先月7月24日は「セルフメディケーションの日」、その日を含む月曜日から日曜日までを「セルフメディケーション週間」として健康に関する様々なイベントが行われました。WHO(世界保健機関)の定義によると、セルフメディケーションとは「自分自身の健康に責任を持ち、軽度な身体の不調は自分で手当てすること」とされています。

国としてもセルフメディケーションを推進する政策がとられており、2017年には、従来の医療費控除制度の特例として「セルフメディケーション税制」が施行され、健康診断等を受診している人が、厚生労働省指定の市販薬を購入した際に所得控除が受けられるようになりました(通常の医療費控除との選択適用)。税制が適用される市販薬には共通識別マークが表示されています(資料1)。この特例は当初の予定から5年延長され、2026年末まで適用されます。

なぜセルフメディケーションは必要なのか

セルフメディケーションが推進される背景には,医療機関等における保険診療の対象となる国民医療費の増加があります。厚生労働省によると、2019年度の国民医療費は44.3兆円と、30年前と比較して2倍以上に膨らんでいます。さらに2040年には76.3兆円になる見通しとしており、社会保障給付の持続性が課題となります(資料2)。

情報
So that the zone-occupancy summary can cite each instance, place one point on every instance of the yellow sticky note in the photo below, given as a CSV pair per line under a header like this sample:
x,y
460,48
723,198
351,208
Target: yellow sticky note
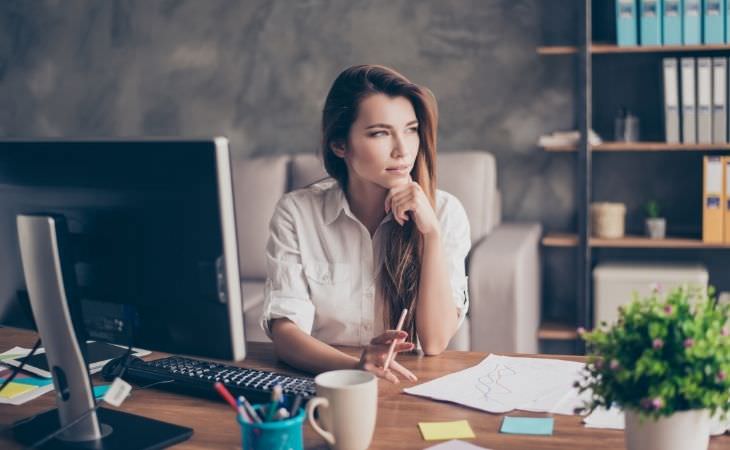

実施課題 1
次の(a)〜(c)の記述がセルフメディケーションの文章と一致するかを判定し、それぞれ「はい」か「いいえ」で答えてください。判断の根拠となる文章中の語句もそのまま引用してください。
(a) セルフメディケーション税制は2017年に施行された。
(b) この特例は2030年末まで適用される。
(c) 2019年度の国民医療費は30年前の2倍以上である。
実施課題 2
セルフメディケーションの文章の続きを、最後の文の後から書き進めてください。
項目は別の出典から取られたものです。

記述回答 1
(a) はい。「2017年には、従来の医療費控除制度の特例として「セルフメディケーション税制」が施行され」
(b) いいえ。「2026年末まで適用されます」
(c) はい。「30年前と比較して2倍以上に膨らんでいます」

記述回答 2
国民医療費の増加は、高齢化に伴う慢性疾患および生活習慣病等の医療費の影響が一因です。人生100年時代と言われる今、平均寿命と健康寿命の乖離は、2019年度現在男性は8.73年、女性は12.06年と、男女ともに約10年あります(資料3)。健康寿命をいかに延伸させるかが、医療費の抑制と個々人の幸せな老後を送るために重要なのではないでしょうか。

セルフメディケーションは「日本再興戦略(2013)」、「未来投資戦略(2017)」をはじめ、2022年6月に閣議決定された「骨太の方針2022」にも明記されている国家戦略です。軽度な段階ではまず近所の薬局の薬剤師と相談しながら治療する、まさに「セルフメディケーション」の心掛けが重要です。